- EXERCISE OBJECTIVE: The lines from the one containing "Target: pine tree" through the final line of the data below must be written out exactly, both included, and nothing more.

- RECORDED INFORMATION:
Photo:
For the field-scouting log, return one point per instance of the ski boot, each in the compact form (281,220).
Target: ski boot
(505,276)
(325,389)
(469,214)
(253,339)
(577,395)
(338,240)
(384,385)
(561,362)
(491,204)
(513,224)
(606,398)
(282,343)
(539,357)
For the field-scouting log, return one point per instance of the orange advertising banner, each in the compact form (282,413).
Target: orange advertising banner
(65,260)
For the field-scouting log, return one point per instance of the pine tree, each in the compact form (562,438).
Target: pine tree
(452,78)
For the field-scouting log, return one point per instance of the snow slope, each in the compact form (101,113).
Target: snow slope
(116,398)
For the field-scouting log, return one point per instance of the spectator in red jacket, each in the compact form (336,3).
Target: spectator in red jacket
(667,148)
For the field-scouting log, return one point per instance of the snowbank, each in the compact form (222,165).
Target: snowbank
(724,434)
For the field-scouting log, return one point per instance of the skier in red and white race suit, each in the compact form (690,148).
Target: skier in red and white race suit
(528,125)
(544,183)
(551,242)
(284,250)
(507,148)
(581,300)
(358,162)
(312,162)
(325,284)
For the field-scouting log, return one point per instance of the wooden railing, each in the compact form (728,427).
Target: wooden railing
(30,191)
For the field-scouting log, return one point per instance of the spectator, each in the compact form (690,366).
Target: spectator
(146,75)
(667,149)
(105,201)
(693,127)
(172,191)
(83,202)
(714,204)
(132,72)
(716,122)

- OUTPUT FOR THIS TASK:
Target: pine tree
(452,78)
For the field-scouting log, return one point per instance of the snow slope, each in the compact form (101,113).
Target: snow slope
(116,398)
For the field-scouting log, return one point per instance of the spectator in red jacket, each in the compact form (336,3).
Target: spectator in red jacket
(667,148)
For the field-scouting log, return one point per instance of the snowbank, each in the compact form (222,165).
Target: snowbank
(724,434)
For the field-scouting log, return one point per instance of the skier in red and white race suit, each in the compact form (690,148).
Target: skier in red and white race suit
(528,125)
(544,183)
(551,242)
(284,250)
(507,148)
(581,300)
(358,162)
(312,162)
(325,284)
For the field-scouting log, return one point per instance of the wooden railing, each in the compact form (728,427).
Target: wooden railing
(30,191)
For the field-scouting log, return one point per instance of the spectator, each in the compact form (690,366).
Target: spectator
(146,75)
(667,149)
(105,201)
(693,127)
(172,191)
(83,202)
(714,204)
(132,72)
(716,122)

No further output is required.